#### Article
######

At this point our author gives by way of illustration a collection of twenty-nine Æsopic Fables, which he inserts bodily into his text. It seems likely that the general moral character of these fables recommended them to the attention of our author as being in close accord with the tone of all his own writings. In further support of this statement it is to be noted that especial emphasis is placed on the lives and deaths of the Christian martyrs, as would naturally be expected in a universal history written by a monk.3

If we turn our attention now to the text of the fables, we find that Jehan de Vignay has given a very close translation of his Latin original. Apparently he does not attempt to expand the text of his model, although he makes a few mistakes, as will be noted below.4 We can not, however, make the same statement concerning all the translations by Jehan de Vignay…. [He] has shown originality in others of his works, and made many important additions to them.

To show how closely our author follows his Latin original in the fables under discussion, specimens of both the Latin and the French texts … will next be given. Let us compare first a few lines of the introduction to the fables:

VINCENTIUS BELLOVACENSIS.6

Anno regni primo Hesopus a Delphis interimitur.

######

#### Dataset section

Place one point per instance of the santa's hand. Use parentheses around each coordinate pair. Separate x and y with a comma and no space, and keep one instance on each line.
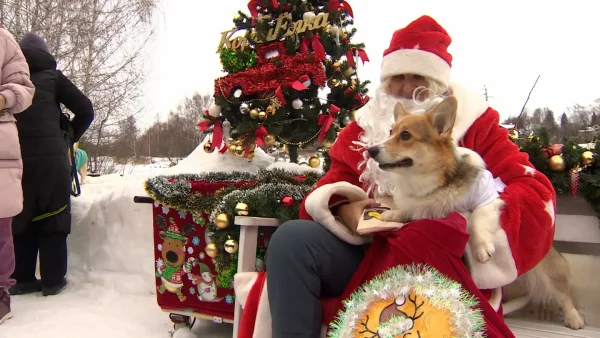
(395,216)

######

#### Problem statement
In the passage about the fables, how many Æsopic Fables does the author insert into his text?

#### Written reply
Twenty-nine.